— AIM —
Please copy the lines below, substituting "spruce tree" for every "pine tree" and keeping everything else the same. Omit the pictures.

— EXERCISE MATERIAL —
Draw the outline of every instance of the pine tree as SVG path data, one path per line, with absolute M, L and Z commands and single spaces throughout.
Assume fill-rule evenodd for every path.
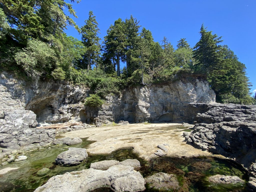
M 89 12 L 89 18 L 84 22 L 85 25 L 81 29 L 82 41 L 86 50 L 83 62 L 84 68 L 87 68 L 87 71 L 89 71 L 91 65 L 96 64 L 96 61 L 99 58 L 101 39 L 98 35 L 100 30 L 98 24 L 92 11 Z
M 222 41 L 221 37 L 207 31 L 202 24 L 200 30 L 201 38 L 194 47 L 193 57 L 196 61 L 196 69 L 208 75 L 220 64 L 222 47 L 218 44 Z
M 120 60 L 124 60 L 124 49 L 126 41 L 124 22 L 119 18 L 111 25 L 107 31 L 104 38 L 105 51 L 113 57 L 117 66 L 117 74 L 120 76 Z
M 181 38 L 179 41 L 178 41 L 177 47 L 178 49 L 182 48 L 184 48 L 187 49 L 190 48 L 189 45 L 188 43 L 188 42 L 186 40 L 186 39 L 185 38 Z

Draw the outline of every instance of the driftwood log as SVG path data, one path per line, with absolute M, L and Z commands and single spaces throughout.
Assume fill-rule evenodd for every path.
M 37 128 L 39 129 L 63 129 L 65 128 L 67 128 L 68 127 L 71 127 L 74 125 L 79 125 L 82 124 L 81 122 L 76 122 L 73 123 L 58 123 L 54 124 L 49 126 L 42 126 L 40 127 L 37 127 Z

— REPLY —
Draw the outline of every instance of the spruce tree as SVG path data, one path per line, with absolute M, L and Z commands and single spaces throughout.
Assume fill-rule evenodd for every path.
M 89 12 L 89 18 L 84 22 L 85 25 L 81 29 L 82 41 L 86 50 L 83 62 L 84 68 L 87 68 L 87 71 L 89 71 L 91 65 L 96 64 L 96 61 L 99 58 L 101 39 L 98 35 L 100 30 L 98 24 L 92 11 Z
M 222 41 L 221 37 L 207 31 L 202 24 L 200 30 L 201 38 L 194 47 L 193 57 L 196 61 L 196 69 L 208 75 L 220 64 L 222 47 L 218 44 Z
M 120 60 L 124 60 L 124 49 L 126 41 L 124 22 L 119 18 L 111 25 L 107 31 L 104 38 L 105 51 L 113 57 L 117 66 L 117 74 L 120 76 Z
M 181 38 L 179 41 L 178 41 L 177 47 L 178 49 L 182 48 L 184 48 L 187 49 L 190 48 L 189 45 L 188 43 L 188 42 L 186 40 L 186 39 L 185 38 Z

Draw the outline of every instance of the driftwood log as SVG path data, one path per line, with absolute M, L and Z commands and single spaces throughout.
Assume fill-rule evenodd for every path.
M 37 128 L 39 129 L 63 129 L 65 128 L 67 128 L 68 127 L 71 127 L 74 125 L 79 125 L 82 124 L 81 122 L 76 122 L 73 123 L 58 123 L 54 124 L 49 126 L 42 126 L 40 127 L 37 127 Z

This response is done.